**WHAT NEEDS TO BE DONE**
Start with the first line of the records below. Output each line exactly, ending with the one that contains "box: [0, 14, 1192, 586]".

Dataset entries
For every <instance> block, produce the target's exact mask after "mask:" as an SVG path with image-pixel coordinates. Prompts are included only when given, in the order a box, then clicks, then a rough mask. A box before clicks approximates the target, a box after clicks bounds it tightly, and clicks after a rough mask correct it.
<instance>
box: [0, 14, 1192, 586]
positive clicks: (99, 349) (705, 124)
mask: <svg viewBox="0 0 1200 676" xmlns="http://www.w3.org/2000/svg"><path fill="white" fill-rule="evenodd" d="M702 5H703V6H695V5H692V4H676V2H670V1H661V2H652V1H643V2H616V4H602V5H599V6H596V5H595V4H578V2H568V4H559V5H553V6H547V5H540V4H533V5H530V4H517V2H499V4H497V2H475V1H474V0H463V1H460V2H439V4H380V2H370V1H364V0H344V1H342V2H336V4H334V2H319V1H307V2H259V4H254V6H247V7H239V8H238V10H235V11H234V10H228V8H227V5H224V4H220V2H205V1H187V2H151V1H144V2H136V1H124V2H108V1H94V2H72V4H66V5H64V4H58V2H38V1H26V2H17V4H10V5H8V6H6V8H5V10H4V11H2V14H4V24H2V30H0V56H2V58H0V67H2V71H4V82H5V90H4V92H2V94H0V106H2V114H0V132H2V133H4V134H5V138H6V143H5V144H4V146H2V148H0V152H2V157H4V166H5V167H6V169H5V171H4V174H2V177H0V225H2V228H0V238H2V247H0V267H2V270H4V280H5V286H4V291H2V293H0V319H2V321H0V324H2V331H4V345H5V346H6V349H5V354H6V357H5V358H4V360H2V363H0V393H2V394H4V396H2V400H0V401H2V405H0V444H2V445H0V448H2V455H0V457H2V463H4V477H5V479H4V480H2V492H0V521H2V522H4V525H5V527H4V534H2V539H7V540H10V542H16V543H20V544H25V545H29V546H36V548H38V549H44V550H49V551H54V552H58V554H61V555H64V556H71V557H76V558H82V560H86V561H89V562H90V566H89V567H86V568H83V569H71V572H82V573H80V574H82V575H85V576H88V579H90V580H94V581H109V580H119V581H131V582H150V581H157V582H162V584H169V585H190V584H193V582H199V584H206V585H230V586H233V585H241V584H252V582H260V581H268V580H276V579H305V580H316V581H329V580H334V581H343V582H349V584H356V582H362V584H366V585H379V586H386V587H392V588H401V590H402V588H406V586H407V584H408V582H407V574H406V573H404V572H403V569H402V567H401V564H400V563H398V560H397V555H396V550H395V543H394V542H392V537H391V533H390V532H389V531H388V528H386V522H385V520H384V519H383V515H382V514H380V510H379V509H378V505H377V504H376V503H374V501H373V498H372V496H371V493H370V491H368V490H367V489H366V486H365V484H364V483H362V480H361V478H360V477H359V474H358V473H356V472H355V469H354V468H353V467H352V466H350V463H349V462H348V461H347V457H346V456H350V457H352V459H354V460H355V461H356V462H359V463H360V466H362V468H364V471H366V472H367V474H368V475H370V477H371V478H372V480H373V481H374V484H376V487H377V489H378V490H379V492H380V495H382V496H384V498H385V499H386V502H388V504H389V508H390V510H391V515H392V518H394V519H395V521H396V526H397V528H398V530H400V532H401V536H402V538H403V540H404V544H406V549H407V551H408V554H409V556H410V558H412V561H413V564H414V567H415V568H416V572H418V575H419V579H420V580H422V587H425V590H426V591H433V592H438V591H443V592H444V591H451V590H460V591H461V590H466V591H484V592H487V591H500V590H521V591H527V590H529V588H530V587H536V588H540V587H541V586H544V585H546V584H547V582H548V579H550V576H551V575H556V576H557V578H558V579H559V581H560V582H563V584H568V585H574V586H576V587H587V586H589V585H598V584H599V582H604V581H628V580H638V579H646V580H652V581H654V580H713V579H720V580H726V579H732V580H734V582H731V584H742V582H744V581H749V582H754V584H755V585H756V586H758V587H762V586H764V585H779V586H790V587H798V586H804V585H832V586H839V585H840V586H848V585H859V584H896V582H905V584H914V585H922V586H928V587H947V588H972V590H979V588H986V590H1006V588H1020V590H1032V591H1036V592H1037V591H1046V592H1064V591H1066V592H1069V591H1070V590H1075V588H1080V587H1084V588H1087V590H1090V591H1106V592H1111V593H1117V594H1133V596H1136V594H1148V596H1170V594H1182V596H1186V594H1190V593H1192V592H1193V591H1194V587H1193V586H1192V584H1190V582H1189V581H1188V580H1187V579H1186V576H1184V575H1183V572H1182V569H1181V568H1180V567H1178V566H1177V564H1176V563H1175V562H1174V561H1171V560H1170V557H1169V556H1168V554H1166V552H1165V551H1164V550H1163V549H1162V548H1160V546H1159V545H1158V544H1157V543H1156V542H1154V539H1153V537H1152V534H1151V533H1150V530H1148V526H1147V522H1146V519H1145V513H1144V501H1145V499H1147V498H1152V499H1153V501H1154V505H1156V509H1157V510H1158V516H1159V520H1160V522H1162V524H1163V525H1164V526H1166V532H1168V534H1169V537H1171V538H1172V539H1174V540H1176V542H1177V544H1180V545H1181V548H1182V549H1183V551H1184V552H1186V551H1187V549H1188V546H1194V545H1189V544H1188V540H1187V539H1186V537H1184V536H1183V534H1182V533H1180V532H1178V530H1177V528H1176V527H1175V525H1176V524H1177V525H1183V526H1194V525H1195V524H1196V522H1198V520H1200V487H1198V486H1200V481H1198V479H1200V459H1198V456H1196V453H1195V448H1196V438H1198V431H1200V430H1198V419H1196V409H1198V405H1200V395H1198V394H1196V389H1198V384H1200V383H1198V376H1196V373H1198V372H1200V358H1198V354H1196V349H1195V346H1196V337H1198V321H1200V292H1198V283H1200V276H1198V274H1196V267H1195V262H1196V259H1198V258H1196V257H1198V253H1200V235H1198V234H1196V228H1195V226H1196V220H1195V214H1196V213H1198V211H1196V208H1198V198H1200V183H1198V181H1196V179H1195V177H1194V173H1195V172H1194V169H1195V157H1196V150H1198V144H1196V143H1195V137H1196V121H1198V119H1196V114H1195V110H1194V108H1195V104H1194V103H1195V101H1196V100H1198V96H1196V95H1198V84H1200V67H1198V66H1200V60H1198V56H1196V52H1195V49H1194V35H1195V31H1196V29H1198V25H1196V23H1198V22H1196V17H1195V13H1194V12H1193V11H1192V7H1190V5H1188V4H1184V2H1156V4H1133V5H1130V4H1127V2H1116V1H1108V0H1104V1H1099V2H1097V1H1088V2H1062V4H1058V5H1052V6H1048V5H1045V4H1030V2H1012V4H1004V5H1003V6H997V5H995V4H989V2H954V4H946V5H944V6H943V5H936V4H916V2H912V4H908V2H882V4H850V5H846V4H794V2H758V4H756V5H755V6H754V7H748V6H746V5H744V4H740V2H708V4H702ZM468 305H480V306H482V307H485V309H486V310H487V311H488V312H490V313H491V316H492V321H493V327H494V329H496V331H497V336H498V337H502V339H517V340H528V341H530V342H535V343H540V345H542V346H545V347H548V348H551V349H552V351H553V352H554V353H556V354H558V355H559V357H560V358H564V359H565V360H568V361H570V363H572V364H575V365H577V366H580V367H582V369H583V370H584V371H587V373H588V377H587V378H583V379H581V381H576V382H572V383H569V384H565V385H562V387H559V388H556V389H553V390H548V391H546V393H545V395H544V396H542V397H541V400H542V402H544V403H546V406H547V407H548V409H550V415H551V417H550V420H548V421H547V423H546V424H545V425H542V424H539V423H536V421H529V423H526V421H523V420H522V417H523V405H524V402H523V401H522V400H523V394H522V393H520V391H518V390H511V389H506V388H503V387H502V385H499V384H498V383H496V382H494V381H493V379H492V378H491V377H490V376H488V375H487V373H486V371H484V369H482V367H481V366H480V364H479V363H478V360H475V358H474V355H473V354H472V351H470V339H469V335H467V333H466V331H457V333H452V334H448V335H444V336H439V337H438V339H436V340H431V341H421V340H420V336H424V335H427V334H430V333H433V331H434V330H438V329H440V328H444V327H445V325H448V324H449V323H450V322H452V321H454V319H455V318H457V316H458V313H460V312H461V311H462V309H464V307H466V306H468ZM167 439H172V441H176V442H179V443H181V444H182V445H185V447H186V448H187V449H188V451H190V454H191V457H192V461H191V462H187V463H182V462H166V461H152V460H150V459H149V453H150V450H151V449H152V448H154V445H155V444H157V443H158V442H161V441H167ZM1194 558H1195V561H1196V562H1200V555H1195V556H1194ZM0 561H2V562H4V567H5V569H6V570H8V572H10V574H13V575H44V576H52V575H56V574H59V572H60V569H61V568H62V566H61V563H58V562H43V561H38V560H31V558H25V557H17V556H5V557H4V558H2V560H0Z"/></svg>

**TASK RESULT**
For every <instance> block, produce the target's exact mask after "mask:" as an SVG path with image-pixel coordinates. Prompts are included only when given, in the order a box, then clicks, then a rough mask. A box before clicks approximates the target, a box after clicks bounds it tightly, and clicks after a rough mask correct it.
<instance>
box: [0, 14, 1192, 586]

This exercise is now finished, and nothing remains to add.